:: EXCERPTED DATA

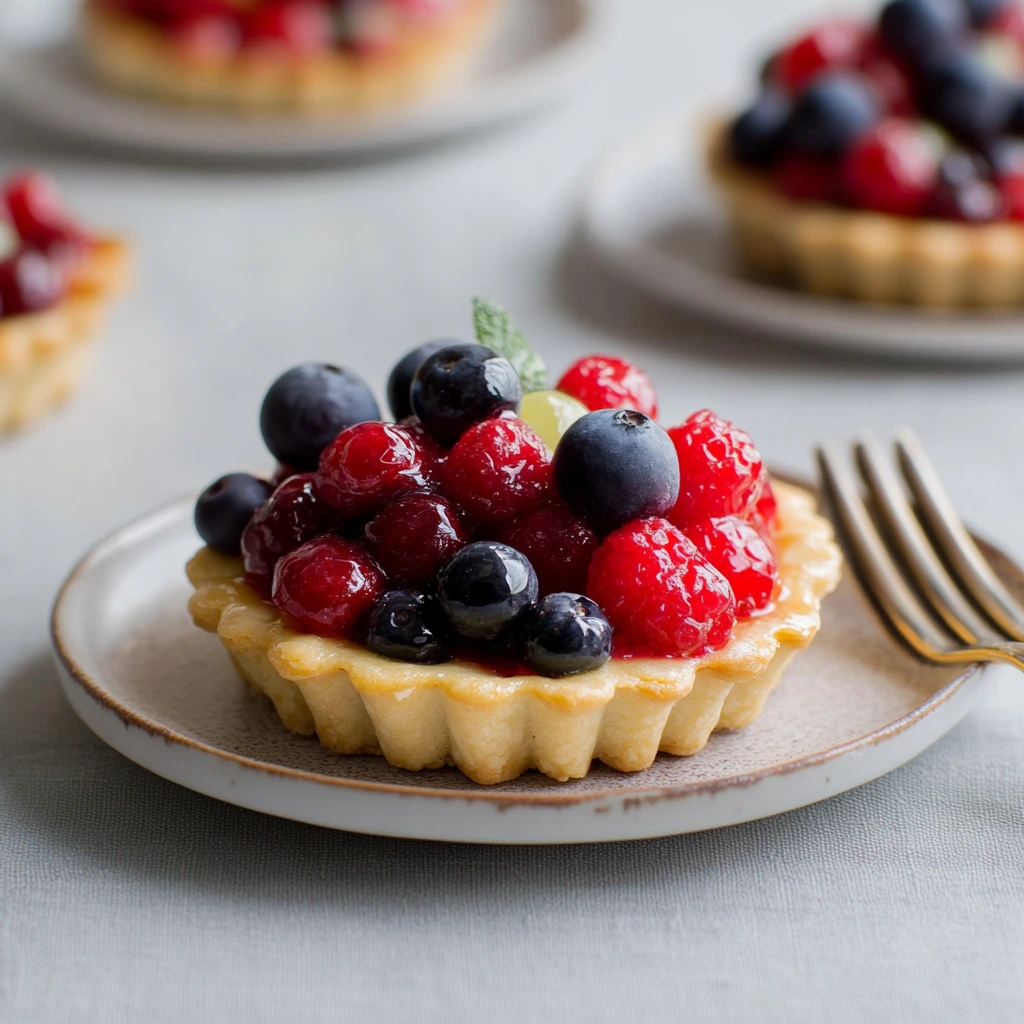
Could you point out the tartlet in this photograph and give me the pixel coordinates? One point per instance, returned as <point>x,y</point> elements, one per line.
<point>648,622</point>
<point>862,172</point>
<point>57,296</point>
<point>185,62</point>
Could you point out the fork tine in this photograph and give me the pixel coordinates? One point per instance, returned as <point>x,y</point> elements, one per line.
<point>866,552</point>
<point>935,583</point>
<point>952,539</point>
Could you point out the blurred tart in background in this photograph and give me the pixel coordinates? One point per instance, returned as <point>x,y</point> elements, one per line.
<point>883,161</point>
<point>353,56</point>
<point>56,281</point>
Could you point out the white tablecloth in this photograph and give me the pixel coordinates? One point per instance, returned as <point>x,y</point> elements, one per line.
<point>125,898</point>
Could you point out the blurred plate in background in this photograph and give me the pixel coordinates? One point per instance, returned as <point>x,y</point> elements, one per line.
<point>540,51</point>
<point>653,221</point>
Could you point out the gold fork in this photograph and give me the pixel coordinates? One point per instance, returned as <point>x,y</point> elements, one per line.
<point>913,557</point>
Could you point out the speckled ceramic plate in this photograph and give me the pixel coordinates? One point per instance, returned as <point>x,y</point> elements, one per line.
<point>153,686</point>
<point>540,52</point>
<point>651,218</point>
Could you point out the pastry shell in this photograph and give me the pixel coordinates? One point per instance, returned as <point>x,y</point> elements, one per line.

::::

If a record holds a picture, drop the picture and return the rest of it exactly.

Could you point out the tartlet in this photograph and give me the pixel coordinates? One point per instance, returned as <point>x,y</point> elements, one per line.
<point>648,622</point>
<point>862,172</point>
<point>57,296</point>
<point>185,62</point>
Could you point out the fork tine in this photograph and give me the pixel coordinates? One point per instance, returned as <point>x,y</point> elements, one per line.
<point>866,552</point>
<point>935,583</point>
<point>952,539</point>
Could you point out the blurred tart in background in this photograph and give me the pixel coordinates? One point per instance, returned as <point>x,y</point> elements, one per line.
<point>883,161</point>
<point>353,56</point>
<point>56,281</point>
Could you point out the white tablecloth in this photograph and give me the pixel coordinates? One point per instance, returned as <point>x,y</point> elements, one per line.
<point>125,898</point>
Could you point out the blurred plate in background in this photograph and give me the pixel coordinates? One point per instance, returned as <point>x,y</point> elements, one per line.
<point>540,51</point>
<point>653,221</point>
Could you point out the gold fork in this photograph and give me the pixel coordinates? One point per instance, returned as <point>x,y</point> elements, one per line.
<point>913,557</point>
Could you point out the speckled ceramic plate in this photograph and give me the pixel coordinates? One point per instance, returned as <point>x,y</point> elements, one per line.
<point>153,686</point>
<point>540,52</point>
<point>651,218</point>
Could you point out the pastry shell in this photograph and give me the pixel coordinates? One point per instance, returned as <point>x,y</point> elements, one per line.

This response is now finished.